Write out the records below again, substituting "widest part" for every occurrence of "thickest part" and leaving everything else as it is.

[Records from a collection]
-- START --

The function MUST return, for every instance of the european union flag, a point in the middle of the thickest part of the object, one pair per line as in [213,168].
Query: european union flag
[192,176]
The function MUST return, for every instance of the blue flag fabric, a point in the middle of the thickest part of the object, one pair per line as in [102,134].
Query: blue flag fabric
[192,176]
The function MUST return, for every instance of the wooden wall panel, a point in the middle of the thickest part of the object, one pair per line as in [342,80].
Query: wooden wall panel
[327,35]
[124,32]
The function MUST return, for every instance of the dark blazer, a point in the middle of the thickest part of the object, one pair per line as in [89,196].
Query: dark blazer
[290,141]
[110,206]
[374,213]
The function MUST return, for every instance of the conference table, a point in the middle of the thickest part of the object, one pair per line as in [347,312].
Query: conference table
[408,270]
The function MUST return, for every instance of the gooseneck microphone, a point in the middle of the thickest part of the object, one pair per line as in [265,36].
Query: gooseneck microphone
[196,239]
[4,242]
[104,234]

-- END --

◆ WORKED ANSWER:
The function MUST return, for every instance of the european union flag, a point in the middle of the widest part of the object, one pair per line as in [213,168].
Query: european union flag
[192,176]
The function MUST return, for every instance of the blue flag fabric, a point in the middle of the widest part of the object, one pair per line as in [102,134].
Query: blue flag fabric
[192,176]
The function MUST return, for every instance of the wooden wall panel, a point in the middle of the widest part of the object, one pair per line as in [342,80].
Query: wooden wall panel
[327,35]
[124,32]
The function MUST return, for every instance of the dark blazer, a point in the middle of the widest part of the object, one pair per line as in [89,196].
Query: dark blazer
[290,141]
[110,206]
[374,213]
The function MUST return, for every instance of the conference table, a point in the middle of the widest part of the object, one pair per line as in [347,312].
Query: conference table
[408,270]
The function MUST return, for every instance of the gooseneck microphone, a point in the middle of the widest part of the object, one pair per line as in [265,36].
Query: gooseneck microphone
[196,239]
[4,242]
[104,234]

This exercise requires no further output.